■ Task prompt ■
Reproduce the data below word for word, but omit the pictures.

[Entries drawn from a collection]
........

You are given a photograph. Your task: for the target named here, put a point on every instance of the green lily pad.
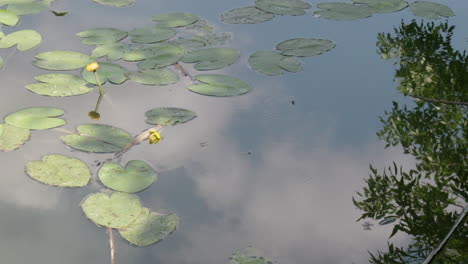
(176, 19)
(304, 47)
(169, 116)
(383, 6)
(57, 84)
(283, 7)
(62, 60)
(97, 138)
(113, 51)
(115, 211)
(36, 118)
(219, 85)
(136, 176)
(113, 73)
(149, 228)
(116, 3)
(152, 34)
(154, 77)
(99, 36)
(343, 11)
(211, 58)
(23, 39)
(430, 10)
(8, 18)
(58, 170)
(273, 63)
(246, 15)
(12, 137)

........

■ Completed exercise ■
You are given a photograph. Your task: for the target named here, put a point on every instance of the green lily pad.
(176, 19)
(304, 47)
(169, 116)
(383, 6)
(57, 84)
(283, 7)
(62, 60)
(97, 138)
(113, 51)
(115, 211)
(36, 118)
(219, 85)
(136, 176)
(113, 73)
(149, 228)
(116, 3)
(152, 34)
(154, 77)
(99, 36)
(343, 11)
(211, 58)
(23, 39)
(430, 10)
(8, 18)
(58, 170)
(273, 63)
(246, 15)
(12, 137)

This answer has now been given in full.